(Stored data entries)
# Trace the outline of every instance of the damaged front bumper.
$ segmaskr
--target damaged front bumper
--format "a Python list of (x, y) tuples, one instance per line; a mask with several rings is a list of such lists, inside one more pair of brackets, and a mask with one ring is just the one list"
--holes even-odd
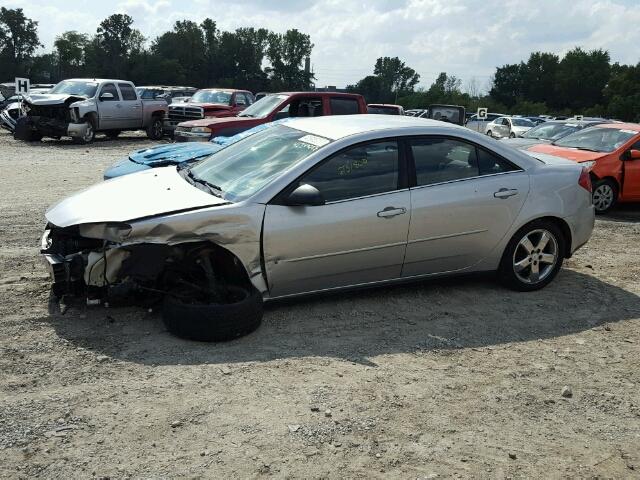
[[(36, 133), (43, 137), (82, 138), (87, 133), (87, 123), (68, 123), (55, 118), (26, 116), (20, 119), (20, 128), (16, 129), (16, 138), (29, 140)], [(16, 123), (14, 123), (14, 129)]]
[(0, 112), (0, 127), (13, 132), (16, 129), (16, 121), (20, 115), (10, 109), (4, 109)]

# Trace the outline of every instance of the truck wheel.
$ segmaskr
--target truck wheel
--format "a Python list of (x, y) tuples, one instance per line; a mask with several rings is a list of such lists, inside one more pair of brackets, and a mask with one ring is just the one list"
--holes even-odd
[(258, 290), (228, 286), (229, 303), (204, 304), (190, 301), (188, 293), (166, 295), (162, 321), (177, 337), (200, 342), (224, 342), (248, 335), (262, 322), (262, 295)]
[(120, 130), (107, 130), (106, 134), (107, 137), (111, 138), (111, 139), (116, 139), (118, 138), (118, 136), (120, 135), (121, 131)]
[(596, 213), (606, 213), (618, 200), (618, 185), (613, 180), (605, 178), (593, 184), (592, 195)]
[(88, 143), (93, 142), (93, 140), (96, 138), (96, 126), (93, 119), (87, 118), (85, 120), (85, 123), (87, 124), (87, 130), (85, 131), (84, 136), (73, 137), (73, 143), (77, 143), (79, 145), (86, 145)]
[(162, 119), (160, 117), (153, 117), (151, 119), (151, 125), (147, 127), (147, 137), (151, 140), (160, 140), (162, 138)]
---
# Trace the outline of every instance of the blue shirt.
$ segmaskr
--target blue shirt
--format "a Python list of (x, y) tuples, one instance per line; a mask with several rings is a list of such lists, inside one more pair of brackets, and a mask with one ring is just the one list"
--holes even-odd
--
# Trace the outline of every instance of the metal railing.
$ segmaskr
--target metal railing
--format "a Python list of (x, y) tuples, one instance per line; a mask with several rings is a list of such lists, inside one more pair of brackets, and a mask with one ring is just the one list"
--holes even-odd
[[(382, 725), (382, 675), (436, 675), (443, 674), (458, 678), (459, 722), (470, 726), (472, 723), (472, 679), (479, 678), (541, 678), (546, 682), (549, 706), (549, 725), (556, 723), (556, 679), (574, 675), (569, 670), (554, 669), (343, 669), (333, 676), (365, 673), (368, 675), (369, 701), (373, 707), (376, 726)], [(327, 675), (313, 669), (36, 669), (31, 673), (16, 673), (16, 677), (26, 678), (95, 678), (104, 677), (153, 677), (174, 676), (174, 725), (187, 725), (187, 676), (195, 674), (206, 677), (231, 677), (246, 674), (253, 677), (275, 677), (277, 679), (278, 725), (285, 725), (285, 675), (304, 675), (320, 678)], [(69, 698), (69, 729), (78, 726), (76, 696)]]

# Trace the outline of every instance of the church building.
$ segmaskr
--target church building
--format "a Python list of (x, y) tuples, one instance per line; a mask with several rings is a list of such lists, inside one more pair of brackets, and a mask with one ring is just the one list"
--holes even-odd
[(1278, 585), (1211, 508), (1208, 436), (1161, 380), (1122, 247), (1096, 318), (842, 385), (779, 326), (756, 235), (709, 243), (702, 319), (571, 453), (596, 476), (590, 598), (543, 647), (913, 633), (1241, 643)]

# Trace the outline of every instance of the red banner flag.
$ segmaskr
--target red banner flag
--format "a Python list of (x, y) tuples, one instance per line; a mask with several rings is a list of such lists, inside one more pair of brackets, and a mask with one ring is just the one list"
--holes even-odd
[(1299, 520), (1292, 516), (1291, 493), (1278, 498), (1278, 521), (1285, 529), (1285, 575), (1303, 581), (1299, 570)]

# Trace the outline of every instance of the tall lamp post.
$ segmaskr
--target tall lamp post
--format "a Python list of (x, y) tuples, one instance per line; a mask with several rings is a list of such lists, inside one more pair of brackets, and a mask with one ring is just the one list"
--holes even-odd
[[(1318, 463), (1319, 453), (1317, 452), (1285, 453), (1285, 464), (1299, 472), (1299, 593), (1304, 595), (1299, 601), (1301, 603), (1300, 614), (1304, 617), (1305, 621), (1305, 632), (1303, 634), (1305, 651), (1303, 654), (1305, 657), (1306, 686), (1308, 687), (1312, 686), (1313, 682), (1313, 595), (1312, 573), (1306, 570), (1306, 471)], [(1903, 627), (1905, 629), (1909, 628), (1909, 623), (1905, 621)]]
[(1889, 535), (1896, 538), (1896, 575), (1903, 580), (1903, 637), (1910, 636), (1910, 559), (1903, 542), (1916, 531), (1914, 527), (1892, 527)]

TRY IT –
What lines above mention "lamp"? Copy each one.

TASK OUTPUT –
# Trace the outline of every instance of the tall lamp post.
--target tall lamp post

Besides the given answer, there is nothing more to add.